→ **What you will do**
Everything in the data should be repeated exactly, save for the images.

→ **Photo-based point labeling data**

......

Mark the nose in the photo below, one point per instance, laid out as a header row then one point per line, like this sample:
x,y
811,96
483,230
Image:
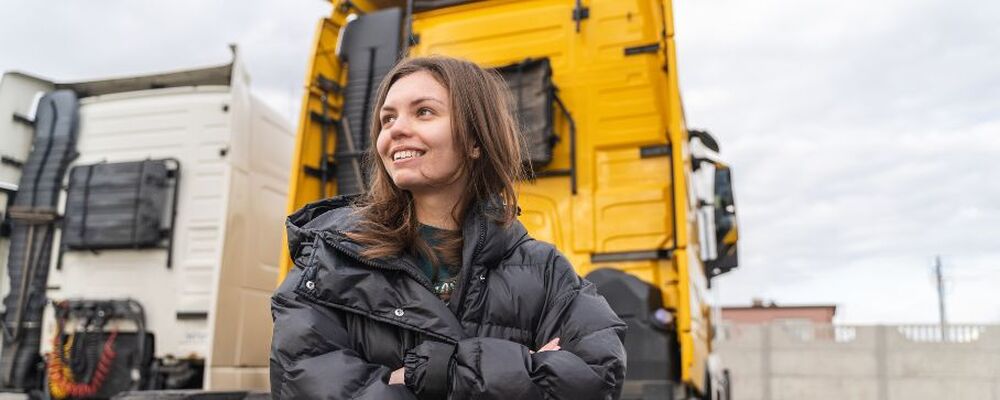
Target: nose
x,y
400,128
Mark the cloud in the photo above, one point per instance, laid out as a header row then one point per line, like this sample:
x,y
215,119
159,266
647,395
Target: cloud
x,y
864,139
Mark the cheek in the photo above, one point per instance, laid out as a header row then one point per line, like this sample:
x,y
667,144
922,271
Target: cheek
x,y
382,144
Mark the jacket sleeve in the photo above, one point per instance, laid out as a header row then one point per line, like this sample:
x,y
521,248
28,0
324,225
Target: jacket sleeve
x,y
590,364
311,357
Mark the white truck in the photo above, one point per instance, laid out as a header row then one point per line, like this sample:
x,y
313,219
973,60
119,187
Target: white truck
x,y
141,233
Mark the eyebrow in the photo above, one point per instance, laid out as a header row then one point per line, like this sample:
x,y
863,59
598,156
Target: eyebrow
x,y
414,102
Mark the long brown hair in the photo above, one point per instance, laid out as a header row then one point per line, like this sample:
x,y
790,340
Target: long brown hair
x,y
480,118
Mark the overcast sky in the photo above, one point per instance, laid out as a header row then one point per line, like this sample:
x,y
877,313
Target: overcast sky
x,y
863,135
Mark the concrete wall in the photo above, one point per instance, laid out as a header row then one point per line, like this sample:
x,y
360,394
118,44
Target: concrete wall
x,y
818,362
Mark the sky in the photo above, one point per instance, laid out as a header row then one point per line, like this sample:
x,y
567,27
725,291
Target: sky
x,y
863,135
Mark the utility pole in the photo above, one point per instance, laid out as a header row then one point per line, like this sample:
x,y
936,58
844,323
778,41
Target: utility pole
x,y
940,285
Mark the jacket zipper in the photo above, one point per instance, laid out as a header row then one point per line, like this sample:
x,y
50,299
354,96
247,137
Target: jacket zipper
x,y
423,280
465,273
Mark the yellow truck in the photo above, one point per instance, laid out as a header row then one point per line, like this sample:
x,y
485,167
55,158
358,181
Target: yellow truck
x,y
639,203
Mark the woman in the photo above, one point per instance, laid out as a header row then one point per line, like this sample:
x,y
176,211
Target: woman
x,y
427,286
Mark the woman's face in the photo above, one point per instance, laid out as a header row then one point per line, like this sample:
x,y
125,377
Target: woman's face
x,y
416,143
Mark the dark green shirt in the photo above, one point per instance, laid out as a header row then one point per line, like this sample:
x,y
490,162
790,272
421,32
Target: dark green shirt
x,y
431,235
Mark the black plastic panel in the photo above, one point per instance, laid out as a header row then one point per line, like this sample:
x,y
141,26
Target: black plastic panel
x,y
653,351
116,205
530,85
32,218
371,47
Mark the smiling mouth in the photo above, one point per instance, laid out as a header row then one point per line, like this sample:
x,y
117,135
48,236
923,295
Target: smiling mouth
x,y
406,154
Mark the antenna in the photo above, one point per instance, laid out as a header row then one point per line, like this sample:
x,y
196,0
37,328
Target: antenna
x,y
940,286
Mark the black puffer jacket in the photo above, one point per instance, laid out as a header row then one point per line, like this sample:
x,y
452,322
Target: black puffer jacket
x,y
343,323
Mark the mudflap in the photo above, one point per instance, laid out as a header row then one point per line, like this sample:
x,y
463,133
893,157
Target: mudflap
x,y
653,353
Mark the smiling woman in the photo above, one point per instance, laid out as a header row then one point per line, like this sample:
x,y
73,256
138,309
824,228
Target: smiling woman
x,y
427,286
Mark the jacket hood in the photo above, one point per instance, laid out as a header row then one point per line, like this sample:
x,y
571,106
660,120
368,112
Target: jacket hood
x,y
485,242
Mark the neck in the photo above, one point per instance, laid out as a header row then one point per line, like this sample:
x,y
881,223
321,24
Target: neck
x,y
435,208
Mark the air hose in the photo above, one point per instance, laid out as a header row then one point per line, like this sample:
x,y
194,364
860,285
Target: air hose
x,y
62,383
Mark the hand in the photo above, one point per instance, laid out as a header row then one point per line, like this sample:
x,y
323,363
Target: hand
x,y
397,377
552,345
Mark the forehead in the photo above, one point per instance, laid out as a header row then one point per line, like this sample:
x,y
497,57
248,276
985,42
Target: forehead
x,y
417,85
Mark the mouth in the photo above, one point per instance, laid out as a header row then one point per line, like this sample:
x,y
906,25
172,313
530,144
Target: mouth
x,y
406,155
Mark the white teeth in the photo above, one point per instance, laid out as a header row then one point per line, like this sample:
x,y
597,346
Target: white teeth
x,y
402,155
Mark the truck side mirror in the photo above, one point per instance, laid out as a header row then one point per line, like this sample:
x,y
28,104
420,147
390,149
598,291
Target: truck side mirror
x,y
726,232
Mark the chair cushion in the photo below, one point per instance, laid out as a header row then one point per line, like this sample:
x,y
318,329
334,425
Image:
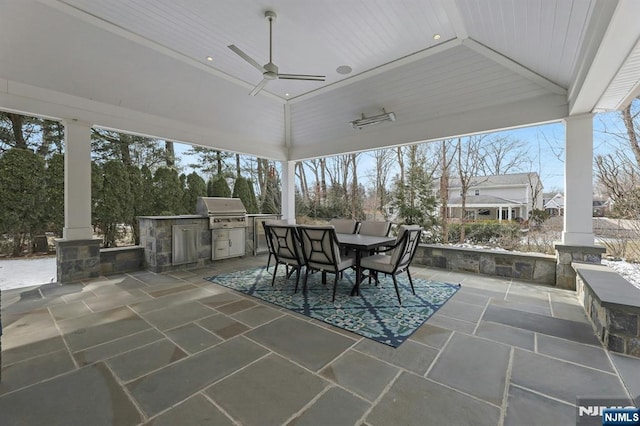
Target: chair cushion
x,y
344,264
378,262
375,228
344,226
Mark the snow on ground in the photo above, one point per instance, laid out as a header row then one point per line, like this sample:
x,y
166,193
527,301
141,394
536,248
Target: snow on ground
x,y
17,273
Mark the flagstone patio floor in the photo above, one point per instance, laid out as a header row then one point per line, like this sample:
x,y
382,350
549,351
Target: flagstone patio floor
x,y
175,349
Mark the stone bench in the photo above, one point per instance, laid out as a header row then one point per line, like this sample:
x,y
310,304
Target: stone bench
x,y
613,305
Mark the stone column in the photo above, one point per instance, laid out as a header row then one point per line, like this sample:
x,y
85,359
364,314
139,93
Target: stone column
x,y
566,255
577,237
77,252
578,181
288,191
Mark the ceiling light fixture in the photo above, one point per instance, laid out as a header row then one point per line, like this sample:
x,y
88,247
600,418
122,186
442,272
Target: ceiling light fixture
x,y
370,121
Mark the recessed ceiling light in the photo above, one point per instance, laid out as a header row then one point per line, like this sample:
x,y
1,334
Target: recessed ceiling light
x,y
344,69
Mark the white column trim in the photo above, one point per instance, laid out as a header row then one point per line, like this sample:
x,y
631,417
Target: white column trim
x,y
578,181
77,180
288,191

......

→ **Response to the exercise**
Mark the nose in the photo below, one point per instance, laid out as a header row then one point per line, like this sample:
x,y
811,96
483,230
Image:
Target: nose
x,y
400,128
Mark the cloud in the photo above, one point per instance, laid out as a header row then one point per line, like this sample:
x,y
215,119
159,266
647,395
Target: cloud
x,y
864,139
Mark the cheek in the photo above, one point per instance, laid out as a header row then one point per line, like this sample:
x,y
667,144
922,271
Target: cheek
x,y
382,144
Mark the jacket sleeve in the photo above, one point per instance, laid out as a header row then one point per line, like this sample:
x,y
521,248
28,0
324,225
Target: jacket sleeve
x,y
590,364
311,357
Mark the white truck in the photo above, one point per instance, laid out as a header row then one point per line, like this sample:
x,y
313,219
973,60
119,187
Target: white truck
x,y
141,233
Mark the eyebrow in the photo above, one point per instance, laid out as a header row then one point per line, like this sample:
x,y
863,59
598,156
Target: eyebrow
x,y
414,102
Mark the long brown hair in the photo above, one point per instance, laid out as a header row then one point per line, like this sample:
x,y
790,340
Target: long brown hair
x,y
480,118
Mark the overcast sky in the photo above, one point per instance, laid out as a header row then one point per line, like this sample:
x,y
877,313
Target: overcast sky
x,y
863,135
Mark the concrete wall in the photo above, one point per instance, laid out as a header row then one point per line, like this sample:
x,y
360,394
118,44
Target: concrete wall
x,y
818,362
Mark the sky in the photo above, one point per instance, laid out as a header row then one point per line, like this sample:
x,y
567,27
725,291
Target: sky
x,y
863,135
Mark the utility pole in the photo above, one point per instance, laid out as a header row then one point per line, like this sample:
x,y
936,58
844,323
778,41
Target: utility pole
x,y
940,285
Mark the jacket zipper in the photo above, one point per instance, laid out as a header row then one point per line, like this sample:
x,y
50,299
354,96
247,137
Target: jacket zipper
x,y
423,280
465,273
Mark the yellow truck in the photo above, one point per instance, laid out as a header row then one point per line, like this sample:
x,y
485,167
55,158
358,181
Target: yellow truck
x,y
639,203
Mark the woman in the photo above, one point per instance, laid out as a header row then one point per line, like this sample:
x,y
176,211
Target: woman
x,y
427,286
Mark the woman's face in the photo above, one point per instance, laid out as a header row then one point per line, like this sample:
x,y
125,377
Target: woman's face
x,y
416,143
Mark the dark green shirt in the photo above, one point per instance, laid out as a header row then one point per line, like this sample:
x,y
490,162
790,272
421,32
Target: dark green shirt
x,y
431,235
Mark the black plastic panel in the photo above, one point per instance, laid out as a header row then one point per line, like this sample:
x,y
141,26
Target: black plastic panel
x,y
653,351
116,205
530,85
32,218
371,47
Mark the smiling mouth in the photo above, one point per instance, laid out as a header row then one point per line, like this sample:
x,y
117,135
48,236
923,295
Target: smiling mouth
x,y
406,154
Mark the antenna in the photo above, one point per instance, laid out as a header row then one point per line, like this sample:
x,y
196,0
37,328
Target: antenna
x,y
940,286
Mark the black puffer jacket in the photo above, one point per instance, laid out as a header row then one point per line, like this sample:
x,y
452,322
Target: black puffer jacket
x,y
343,323
Mark the mudflap in the photo above, one point per instance, laid out as a header row then one point per line, like this sample:
x,y
463,133
893,157
Target: mudflap
x,y
653,353
Mark the smiling woman in the photo above, one point per instance, laid out as a header row then one point per line, like this sample:
x,y
73,256
138,309
824,228
Target: smiling woman
x,y
427,286
Mark the jacket hood in the photo above, one point per instance, laid out as a header row then one point per line, like this sample:
x,y
571,106
660,120
368,112
Target: jacket hood
x,y
485,242
Mark the neck in the photo above, one point per instance, laid out as a header row then one point per line, like this sample:
x,y
881,223
321,24
Target: neck
x,y
435,208
Mark the air hose in the photo above, one point per instance, laid out as a header row then one point per line, like this sample:
x,y
194,364
860,285
Target: air hose
x,y
62,383
Mark the hand in the photo above, one point per instance, laid out as a header row then one point per line, like this sample:
x,y
323,363
Target: hand
x,y
397,377
552,345
Mark the forehead in the photo above, one point per instance, laid out as a header row then one point per line, like this sample:
x,y
497,57
248,276
985,42
Target: forehead
x,y
417,85
Mark the mouth in the photo above, one point per instance, laid out as a header row then one point per line, like this sample:
x,y
906,25
172,313
530,144
Target: mouth
x,y
406,155
Mark the white teeth in the photo above, one point per instance, laid out as a header row then one point per line, like this sample:
x,y
597,346
Target: white teeth
x,y
402,155
Mark the truck side mirror in the photo above, one point per instance, laid out as a header row then one point per line, like this sample:
x,y
28,104
420,147
390,149
598,291
Target: truck side mirror
x,y
726,232
Mark the chair cushion in the photo below, one point per instance, laid out as a header row then one point per line, like this sample:
x,y
318,329
334,425
Image:
Target: chair cushion
x,y
344,264
378,262
375,228
344,226
Mark the snow on ground in the photo above, one point per instance, laid out as a header row then one point per line, like this sample:
x,y
166,193
527,301
141,394
536,248
Target: snow on ground
x,y
17,273
Mark the flagstone patio floor in the photo above, one point per instance, laid out as a header row then one point per line, like this sample:
x,y
382,350
549,351
Target: flagstone patio floor
x,y
175,349
Mark the stone bench in the photo above, one point per instance, laid out as a header row then one point per line, like this sample:
x,y
310,304
Target: stone bench
x,y
613,305
Mark the stone column in the photo above, one point per instance, laid out as a header row then one point per line, like this sample:
x,y
85,359
364,314
139,93
Target: stone column
x,y
566,255
577,237
77,252
578,181
288,191
Mark the ceiling light fixture in the photo above, one point per instance, laid out as a header row then one point per line, like this sample:
x,y
88,247
600,418
122,186
442,272
Target: ceiling light fixture
x,y
370,121
Mark the recessed ceiling light in the photo above, one point per instance, laid out as a header row then one point per line, like this sample:
x,y
1,334
Target: recessed ceiling light
x,y
344,69
Mark the white column trim in the photo above, one point per instance, laid out as a header row then one point per line, like this sample:
x,y
631,417
Target: white column trim
x,y
578,181
77,180
288,191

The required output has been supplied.